**What the task asks**
Exactly reproduce the line containing "of the long-tailed" together with every line after it, through the end of the entries, and give nothing more.

**Data for this exercise**
■ ■ ■ ■ ■
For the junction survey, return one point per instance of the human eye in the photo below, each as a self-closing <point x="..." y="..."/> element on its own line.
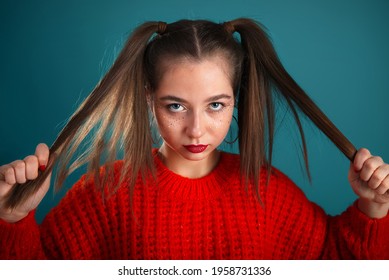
<point x="175" y="107"/>
<point x="216" y="106"/>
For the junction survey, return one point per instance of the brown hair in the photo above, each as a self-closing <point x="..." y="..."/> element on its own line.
<point x="116" y="111"/>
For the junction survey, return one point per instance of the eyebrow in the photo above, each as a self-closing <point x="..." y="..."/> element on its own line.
<point x="181" y="100"/>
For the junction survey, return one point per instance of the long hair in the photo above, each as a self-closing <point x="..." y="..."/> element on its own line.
<point x="116" y="111"/>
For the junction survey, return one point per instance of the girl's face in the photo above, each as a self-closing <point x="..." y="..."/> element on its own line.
<point x="193" y="107"/>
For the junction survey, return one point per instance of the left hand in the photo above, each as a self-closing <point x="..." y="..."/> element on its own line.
<point x="369" y="178"/>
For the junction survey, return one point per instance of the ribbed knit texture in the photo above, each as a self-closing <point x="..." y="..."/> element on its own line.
<point x="213" y="217"/>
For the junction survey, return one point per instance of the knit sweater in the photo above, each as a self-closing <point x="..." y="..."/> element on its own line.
<point x="212" y="217"/>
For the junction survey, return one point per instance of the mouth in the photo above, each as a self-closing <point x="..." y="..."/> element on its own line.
<point x="196" y="149"/>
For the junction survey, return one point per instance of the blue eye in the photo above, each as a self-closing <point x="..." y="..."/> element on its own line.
<point x="175" y="107"/>
<point x="216" y="106"/>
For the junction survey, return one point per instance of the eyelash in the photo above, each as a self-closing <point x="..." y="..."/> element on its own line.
<point x="221" y="105"/>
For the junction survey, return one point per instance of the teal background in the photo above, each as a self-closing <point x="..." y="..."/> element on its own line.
<point x="52" y="53"/>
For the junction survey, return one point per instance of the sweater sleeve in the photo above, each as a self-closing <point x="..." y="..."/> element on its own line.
<point x="67" y="232"/>
<point x="353" y="235"/>
<point x="305" y="231"/>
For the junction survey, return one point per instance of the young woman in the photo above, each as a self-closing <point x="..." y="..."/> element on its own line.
<point x="186" y="199"/>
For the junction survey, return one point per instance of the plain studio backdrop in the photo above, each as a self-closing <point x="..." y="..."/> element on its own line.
<point x="53" y="53"/>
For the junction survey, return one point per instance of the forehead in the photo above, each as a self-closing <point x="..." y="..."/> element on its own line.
<point x="199" y="79"/>
<point x="216" y="66"/>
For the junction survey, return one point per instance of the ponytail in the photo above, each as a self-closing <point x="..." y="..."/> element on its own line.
<point x="116" y="111"/>
<point x="263" y="73"/>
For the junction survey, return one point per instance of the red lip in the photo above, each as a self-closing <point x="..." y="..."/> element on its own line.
<point x="196" y="149"/>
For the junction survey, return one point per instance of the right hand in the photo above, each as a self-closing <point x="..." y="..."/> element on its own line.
<point x="20" y="171"/>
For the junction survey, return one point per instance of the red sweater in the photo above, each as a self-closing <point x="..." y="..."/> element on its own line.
<point x="207" y="218"/>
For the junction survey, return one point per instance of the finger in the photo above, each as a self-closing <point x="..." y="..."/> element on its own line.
<point x="384" y="186"/>
<point x="42" y="153"/>
<point x="19" y="167"/>
<point x="32" y="165"/>
<point x="8" y="174"/>
<point x="361" y="156"/>
<point x="369" y="167"/>
<point x="378" y="176"/>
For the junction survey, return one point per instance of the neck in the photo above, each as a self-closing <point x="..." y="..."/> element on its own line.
<point x="188" y="168"/>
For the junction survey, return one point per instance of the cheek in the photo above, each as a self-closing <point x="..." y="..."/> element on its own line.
<point x="166" y="122"/>
<point x="221" y="121"/>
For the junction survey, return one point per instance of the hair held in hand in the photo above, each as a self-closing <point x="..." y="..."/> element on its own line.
<point x="115" y="116"/>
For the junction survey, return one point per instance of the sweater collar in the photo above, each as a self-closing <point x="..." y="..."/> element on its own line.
<point x="176" y="187"/>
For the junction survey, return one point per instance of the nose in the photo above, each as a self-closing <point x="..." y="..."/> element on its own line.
<point x="196" y="125"/>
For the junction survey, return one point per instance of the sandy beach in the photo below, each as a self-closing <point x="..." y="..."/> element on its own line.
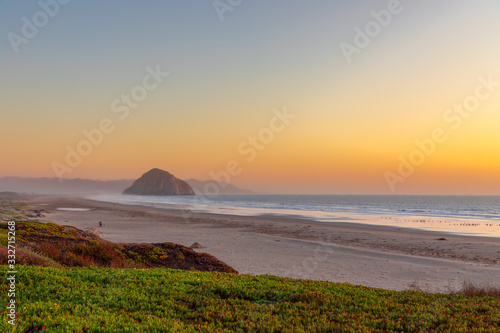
<point x="375" y="256"/>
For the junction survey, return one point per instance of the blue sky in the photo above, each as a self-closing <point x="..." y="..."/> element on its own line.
<point x="227" y="76"/>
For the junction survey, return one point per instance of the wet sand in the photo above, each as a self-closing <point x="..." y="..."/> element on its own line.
<point x="375" y="256"/>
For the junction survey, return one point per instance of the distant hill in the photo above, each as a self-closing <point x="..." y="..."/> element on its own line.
<point x="67" y="186"/>
<point x="224" y="188"/>
<point x="89" y="186"/>
<point x="159" y="182"/>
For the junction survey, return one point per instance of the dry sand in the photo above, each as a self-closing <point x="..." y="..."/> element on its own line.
<point x="383" y="257"/>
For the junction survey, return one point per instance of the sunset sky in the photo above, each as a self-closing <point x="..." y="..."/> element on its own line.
<point x="353" y="119"/>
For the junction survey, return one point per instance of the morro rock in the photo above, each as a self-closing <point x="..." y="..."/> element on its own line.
<point x="159" y="182"/>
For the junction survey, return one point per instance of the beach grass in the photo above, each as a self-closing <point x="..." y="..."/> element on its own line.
<point x="165" y="300"/>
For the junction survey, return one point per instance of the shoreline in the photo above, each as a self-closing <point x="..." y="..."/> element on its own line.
<point x="415" y="222"/>
<point x="376" y="256"/>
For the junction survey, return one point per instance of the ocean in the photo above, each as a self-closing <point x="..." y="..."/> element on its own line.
<point x="464" y="215"/>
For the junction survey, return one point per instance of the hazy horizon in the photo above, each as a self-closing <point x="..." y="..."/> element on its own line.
<point x="365" y="97"/>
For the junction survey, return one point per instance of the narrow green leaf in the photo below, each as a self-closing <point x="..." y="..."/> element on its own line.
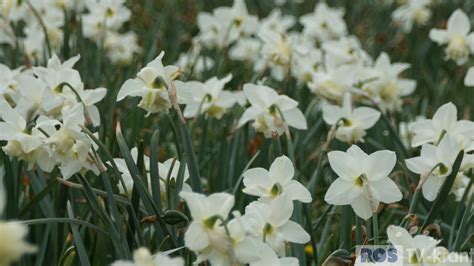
<point x="444" y="191"/>
<point x="64" y="220"/>
<point x="191" y="159"/>
<point x="237" y="184"/>
<point x="81" y="250"/>
<point x="154" y="171"/>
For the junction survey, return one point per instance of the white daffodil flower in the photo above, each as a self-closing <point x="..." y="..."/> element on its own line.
<point x="24" y="142"/>
<point x="345" y="51"/>
<point x="268" y="185"/>
<point x="457" y="36"/>
<point x="151" y="84"/>
<point x="13" y="245"/>
<point x="265" y="109"/>
<point x="469" y="78"/>
<point x="246" y="247"/>
<point x="435" y="163"/>
<point x="206" y="235"/>
<point x="64" y="89"/>
<point x="68" y="145"/>
<point x="444" y="121"/>
<point x="387" y="88"/>
<point x="277" y="22"/>
<point x="276" y="54"/>
<point x="208" y="98"/>
<point x="412" y="12"/>
<point x="351" y="124"/>
<point x="9" y="84"/>
<point x="324" y="23"/>
<point x="271" y="223"/>
<point x="143" y="257"/>
<point x="363" y="180"/>
<point x="305" y="64"/>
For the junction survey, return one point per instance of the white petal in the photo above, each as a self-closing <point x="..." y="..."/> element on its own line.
<point x="257" y="177"/>
<point x="399" y="236"/>
<point x="385" y="190"/>
<point x="341" y="192"/>
<point x="332" y="114"/>
<point x="459" y="22"/>
<point x="249" y="114"/>
<point x="294" y="233"/>
<point x="367" y="117"/>
<point x="469" y="79"/>
<point x="282" y="170"/>
<point x="446" y="115"/>
<point x="196" y="238"/>
<point x="439" y="36"/>
<point x="296" y="191"/>
<point x="261" y="96"/>
<point x="361" y="207"/>
<point x="379" y="164"/>
<point x="221" y="203"/>
<point x="343" y="165"/>
<point x="131" y="87"/>
<point x="295" y="118"/>
<point x="432" y="186"/>
<point x="281" y="209"/>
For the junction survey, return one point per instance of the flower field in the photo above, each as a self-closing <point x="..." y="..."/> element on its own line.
<point x="236" y="132"/>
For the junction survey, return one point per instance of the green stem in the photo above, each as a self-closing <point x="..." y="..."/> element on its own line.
<point x="358" y="231"/>
<point x="375" y="225"/>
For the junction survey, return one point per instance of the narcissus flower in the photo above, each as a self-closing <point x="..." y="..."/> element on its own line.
<point x="268" y="185"/>
<point x="469" y="79"/>
<point x="434" y="164"/>
<point x="351" y="124"/>
<point x="206" y="235"/>
<point x="208" y="98"/>
<point x="444" y="121"/>
<point x="272" y="223"/>
<point x="387" y="87"/>
<point x="265" y="109"/>
<point x="363" y="180"/>
<point x="151" y="84"/>
<point x="457" y="36"/>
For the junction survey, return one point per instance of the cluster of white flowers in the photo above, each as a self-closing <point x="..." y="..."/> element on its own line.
<point x="441" y="139"/>
<point x="270" y="111"/>
<point x="258" y="237"/>
<point x="323" y="55"/>
<point x="45" y="21"/>
<point x="42" y="111"/>
<point x="412" y="12"/>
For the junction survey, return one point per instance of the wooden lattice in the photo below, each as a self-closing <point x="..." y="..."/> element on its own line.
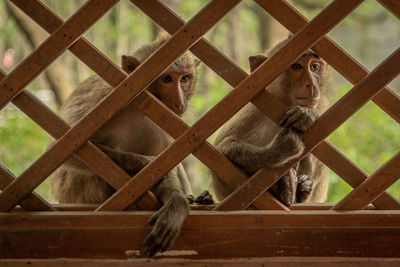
<point x="235" y="233"/>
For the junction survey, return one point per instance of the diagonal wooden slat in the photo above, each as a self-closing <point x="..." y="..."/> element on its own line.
<point x="353" y="71"/>
<point x="167" y="120"/>
<point x="33" y="202"/>
<point x="52" y="47"/>
<point x="90" y="154"/>
<point x="329" y="155"/>
<point x="209" y="155"/>
<point x="350" y="173"/>
<point x="328" y="122"/>
<point x="392" y="6"/>
<point x="229" y="105"/>
<point x="372" y="187"/>
<point x="170" y="22"/>
<point x="136" y="82"/>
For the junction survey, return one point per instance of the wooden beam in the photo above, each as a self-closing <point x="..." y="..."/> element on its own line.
<point x="205" y="234"/>
<point x="336" y="57"/>
<point x="136" y="82"/>
<point x="228" y="106"/>
<point x="95" y="159"/>
<point x="52" y="47"/>
<point x="372" y="187"/>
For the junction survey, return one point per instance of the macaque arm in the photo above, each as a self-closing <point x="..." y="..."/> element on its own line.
<point x="168" y="220"/>
<point x="284" y="147"/>
<point x="130" y="162"/>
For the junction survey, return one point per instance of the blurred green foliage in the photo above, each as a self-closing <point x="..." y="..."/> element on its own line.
<point x="369" y="138"/>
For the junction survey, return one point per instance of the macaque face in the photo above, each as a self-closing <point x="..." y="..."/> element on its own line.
<point x="305" y="77"/>
<point x="301" y="83"/>
<point x="174" y="88"/>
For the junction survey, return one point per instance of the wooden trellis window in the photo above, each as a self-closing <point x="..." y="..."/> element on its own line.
<point x="229" y="230"/>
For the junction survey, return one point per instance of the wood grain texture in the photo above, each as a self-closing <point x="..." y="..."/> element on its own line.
<point x="113" y="103"/>
<point x="170" y="259"/>
<point x="372" y="187"/>
<point x="52" y="47"/>
<point x="208" y="234"/>
<point x="265" y="178"/>
<point x="350" y="173"/>
<point x="391" y="5"/>
<point x="330" y="156"/>
<point x="95" y="159"/>
<point x="326" y="124"/>
<point x="229" y="105"/>
<point x="346" y="65"/>
<point x="225" y="68"/>
<point x="33" y="202"/>
<point x="152" y="107"/>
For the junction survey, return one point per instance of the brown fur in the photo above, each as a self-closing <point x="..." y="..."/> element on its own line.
<point x="132" y="140"/>
<point x="252" y="141"/>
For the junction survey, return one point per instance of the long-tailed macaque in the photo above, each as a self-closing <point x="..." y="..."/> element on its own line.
<point x="132" y="140"/>
<point x="252" y="141"/>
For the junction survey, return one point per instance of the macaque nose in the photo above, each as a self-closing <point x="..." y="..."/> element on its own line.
<point x="310" y="89"/>
<point x="179" y="108"/>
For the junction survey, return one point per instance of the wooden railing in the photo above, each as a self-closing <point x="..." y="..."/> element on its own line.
<point x="215" y="233"/>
■ ■ ■ ■ ■
**Exercise output**
For the junction survey, return one point per instance of the long-tailed macaque in the photo above, each as a self-closing <point x="..." y="..."/> element on its own line.
<point x="132" y="140"/>
<point x="252" y="141"/>
For the junction survey, return one point per instance of the macaque nose in the photo above, each as a self-closing <point x="..." y="..."/> element on its own line.
<point x="310" y="89"/>
<point x="179" y="108"/>
For the junction survey, return one point per instance of the wooden railing in the photo above, each as a self-closing <point x="..." y="..."/> element on its own line.
<point x="215" y="233"/>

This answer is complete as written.